Work order 1 →
In the forum thread on Somali expansion, what does the final reply say success in aggression alone does not guarantee?
Work order 2 →
List the things that the final reply in the forum thread on Somali expansion says the expansionary system would have focused on.
Work order 3 →
Write the next part of the forum thread on Somali expansion, continuing the final reply after its last sentence.

Segment Start: Text passage

Do you think that had Somalis abandoned Tribal Affiliation in like the 4-5th Century and instead operated solely on Somali Uniformity that they'd be able to take (Somalia, Somali Galbeed, a Chunk of Oromia, Afar Region, Djibouti, Southern Red Sea Region-Debubawi Käyh Bahri, All of Kenya, Tanzania, Uganda, Burundi, Rwanda, Northern Mozambique Madagascar, Comoros, Zanzibar, Seychelles, Mauritius, Mayotte, Reunion) and make it all being Somali-owned and Somali-spoken or unrealistic?
That is a big question, not going to lie. Don't you have anything smaller and cuter? :ftw9nwa:
 
Nah you're a smart guy, try break it down.
We would need a completely different expansionary ideology that had an imperialistic structuralist and bureaucratic system that focused on information diffusion networks, technological processing that required contact with the broader world and use of regional resources. We would need institutions to manage those. In such a system where diverse people existed, our expansion there would mean aggression, then assimilation of those people. You see, success in aggression alone does not guarantee longevity. The Mongols invaded all the way to the peripheral Eastern Europe, but how long did they hold?

Segment End: Text passage
Segment Start: Exercise data

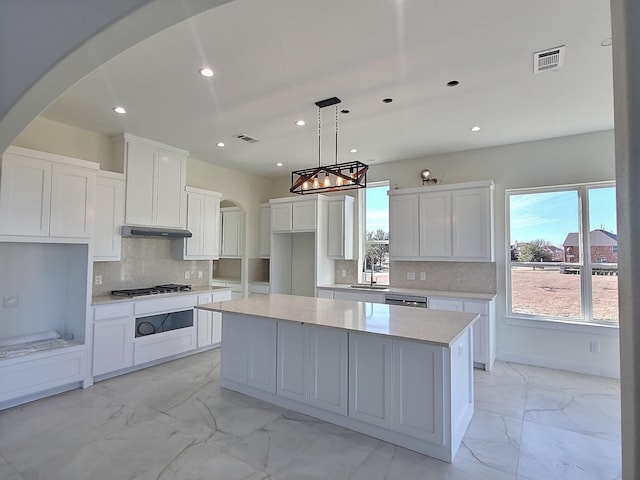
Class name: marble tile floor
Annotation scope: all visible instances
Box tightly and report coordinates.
[0,350,621,480]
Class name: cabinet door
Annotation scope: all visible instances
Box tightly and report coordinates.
[292,200,317,232]
[277,321,309,403]
[125,142,157,225]
[155,150,186,228]
[464,301,489,365]
[389,194,420,258]
[193,293,214,348]
[308,326,348,415]
[271,203,293,232]
[93,175,124,261]
[419,192,451,258]
[349,332,393,428]
[428,298,464,312]
[202,196,220,259]
[0,154,52,237]
[93,317,135,376]
[393,340,445,445]
[245,317,277,393]
[220,210,242,257]
[185,193,204,258]
[260,206,271,258]
[209,312,222,345]
[452,188,492,261]
[49,165,96,238]
[220,313,249,385]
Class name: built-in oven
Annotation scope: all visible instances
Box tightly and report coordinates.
[385,293,427,308]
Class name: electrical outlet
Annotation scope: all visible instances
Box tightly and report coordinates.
[2,295,20,308]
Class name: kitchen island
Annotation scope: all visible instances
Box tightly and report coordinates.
[196,295,478,462]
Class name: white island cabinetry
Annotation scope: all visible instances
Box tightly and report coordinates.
[197,295,477,462]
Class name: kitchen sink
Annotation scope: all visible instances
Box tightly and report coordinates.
[349,283,389,291]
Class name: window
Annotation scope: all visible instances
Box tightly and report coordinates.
[506,183,618,325]
[362,182,389,285]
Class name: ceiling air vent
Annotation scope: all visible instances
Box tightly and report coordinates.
[233,133,257,143]
[533,45,565,73]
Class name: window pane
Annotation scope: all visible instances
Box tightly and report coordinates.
[511,265,582,319]
[588,187,618,322]
[509,190,580,263]
[363,185,389,285]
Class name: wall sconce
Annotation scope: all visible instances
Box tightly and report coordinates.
[420,168,438,185]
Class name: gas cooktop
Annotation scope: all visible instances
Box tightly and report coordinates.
[111,283,191,297]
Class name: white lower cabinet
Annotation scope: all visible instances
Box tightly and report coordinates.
[220,313,277,393]
[349,332,393,428]
[276,321,348,415]
[393,339,445,445]
[0,345,87,408]
[429,297,496,371]
[194,290,231,349]
[308,326,349,415]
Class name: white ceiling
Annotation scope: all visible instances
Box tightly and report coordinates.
[43,0,613,177]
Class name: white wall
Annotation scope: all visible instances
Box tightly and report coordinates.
[272,130,620,376]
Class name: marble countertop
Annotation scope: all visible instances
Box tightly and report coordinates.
[91,285,231,306]
[317,283,496,300]
[195,294,479,347]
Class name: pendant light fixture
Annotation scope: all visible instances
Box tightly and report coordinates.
[289,97,369,195]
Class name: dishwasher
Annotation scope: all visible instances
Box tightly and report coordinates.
[385,293,427,308]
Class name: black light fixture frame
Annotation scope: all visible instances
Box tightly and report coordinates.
[289,97,369,195]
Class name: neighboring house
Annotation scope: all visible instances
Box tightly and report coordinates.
[562,229,618,263]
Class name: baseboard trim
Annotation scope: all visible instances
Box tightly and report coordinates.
[496,352,620,379]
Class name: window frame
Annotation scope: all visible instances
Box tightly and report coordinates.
[505,181,619,331]
[358,180,391,285]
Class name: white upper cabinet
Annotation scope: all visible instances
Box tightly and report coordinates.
[176,187,221,260]
[260,203,271,258]
[269,198,318,232]
[220,207,244,258]
[114,134,189,228]
[0,147,99,239]
[327,195,354,260]
[389,190,420,257]
[389,181,494,262]
[93,170,125,262]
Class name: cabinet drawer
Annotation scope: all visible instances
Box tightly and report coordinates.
[133,327,196,365]
[93,303,133,321]
[0,349,86,402]
[133,295,198,316]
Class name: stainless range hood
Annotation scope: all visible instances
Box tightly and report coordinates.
[122,225,193,239]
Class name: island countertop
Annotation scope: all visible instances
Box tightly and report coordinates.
[195,294,479,347]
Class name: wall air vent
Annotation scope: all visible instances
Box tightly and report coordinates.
[533,45,565,73]
[233,133,257,143]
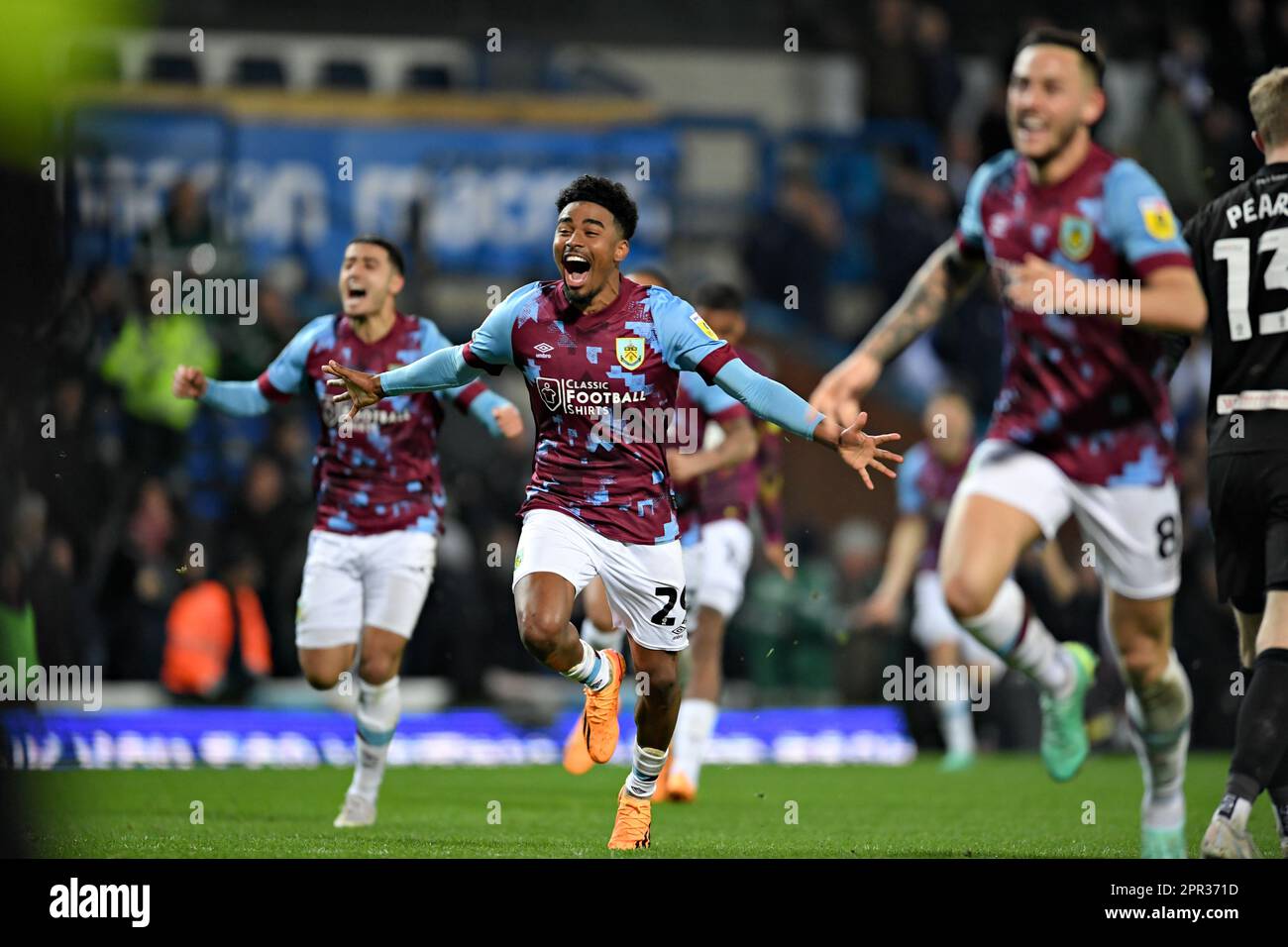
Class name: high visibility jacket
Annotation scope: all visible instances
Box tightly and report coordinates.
[161,579,271,697]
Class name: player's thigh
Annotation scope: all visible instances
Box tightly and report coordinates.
[939,441,1070,616]
[1073,480,1181,602]
[361,530,438,648]
[510,510,597,635]
[599,541,691,651]
[581,576,613,631]
[690,519,755,621]
[295,530,362,654]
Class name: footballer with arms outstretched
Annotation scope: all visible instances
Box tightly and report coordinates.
[1174,62,1288,858]
[327,175,899,849]
[811,30,1206,857]
[174,235,523,828]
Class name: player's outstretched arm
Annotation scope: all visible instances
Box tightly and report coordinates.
[322,346,484,417]
[715,359,903,489]
[170,365,269,417]
[808,237,987,421]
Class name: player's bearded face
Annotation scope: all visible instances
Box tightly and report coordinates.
[553,201,626,304]
[1006,47,1092,164]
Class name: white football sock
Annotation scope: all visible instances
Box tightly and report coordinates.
[937,698,975,755]
[626,743,666,798]
[563,640,613,690]
[581,618,626,651]
[961,579,1076,697]
[1127,651,1194,827]
[671,699,720,789]
[349,676,402,802]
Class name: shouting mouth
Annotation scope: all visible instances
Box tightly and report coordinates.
[563,253,590,290]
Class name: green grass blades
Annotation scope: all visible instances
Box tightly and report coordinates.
[18,754,1278,858]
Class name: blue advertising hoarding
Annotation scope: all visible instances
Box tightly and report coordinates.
[68,107,679,277]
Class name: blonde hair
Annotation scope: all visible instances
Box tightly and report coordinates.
[1248,65,1288,149]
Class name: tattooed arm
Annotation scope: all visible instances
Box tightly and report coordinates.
[810,237,987,424]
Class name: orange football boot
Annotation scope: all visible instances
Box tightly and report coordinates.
[581,648,626,763]
[564,714,595,776]
[608,789,653,850]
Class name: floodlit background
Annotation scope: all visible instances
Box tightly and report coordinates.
[0,0,1267,766]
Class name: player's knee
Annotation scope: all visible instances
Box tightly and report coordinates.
[1120,634,1171,686]
[300,665,340,690]
[943,573,997,621]
[358,652,399,684]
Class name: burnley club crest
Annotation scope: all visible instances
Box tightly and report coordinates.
[617,335,644,368]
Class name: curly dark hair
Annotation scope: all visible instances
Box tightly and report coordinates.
[555,174,640,240]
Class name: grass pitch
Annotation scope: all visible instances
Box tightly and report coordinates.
[18,754,1278,858]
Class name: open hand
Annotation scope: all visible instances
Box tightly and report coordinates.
[836,411,903,489]
[322,360,385,419]
[170,365,206,398]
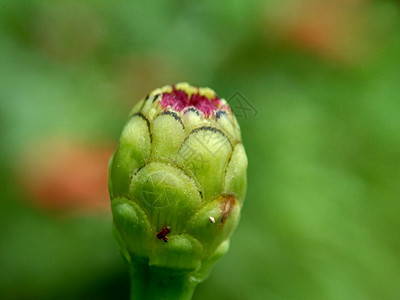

Segment End: Exercise data

Task result 1 →
Longevity.

Task result 2 →
- Information diffusion networks
- Technological processing that required contact with the broader world
- Use of regional resources

Task result 3 →
We would need a skill-based society that focused on craftsmanship. This would allow the system to function better and more efficiently. The more connected everything is, the more control you can have over it. Somalis in this society would receive a massive migration, and Somalis would need to live somewhere central to build a capital hub, which ideally would mean somewhere greener than the north and a bit more central within the empire. The Muqadisho area would be alright. From there, you'd build transport roads that went to the critical point, boosting economic activity, flow of people, and connecting sea-based and land-based logistics.

Ideology is essential to have for such a system to rule over the people. You need a strong assimilationist ideology that says, if one fits certain learned criteria, you become part of the whole. Ethnocentrism does not work well here, although there would be a hidden bias for Somalis. That is when we get to the heart of the issue. If that had been a reality, we would look like very mixed people. Somalis would not exist; the people would be the product of the empire. Rome during its height was genetically distinct and heterogeneous from the people who lived a thousand years before.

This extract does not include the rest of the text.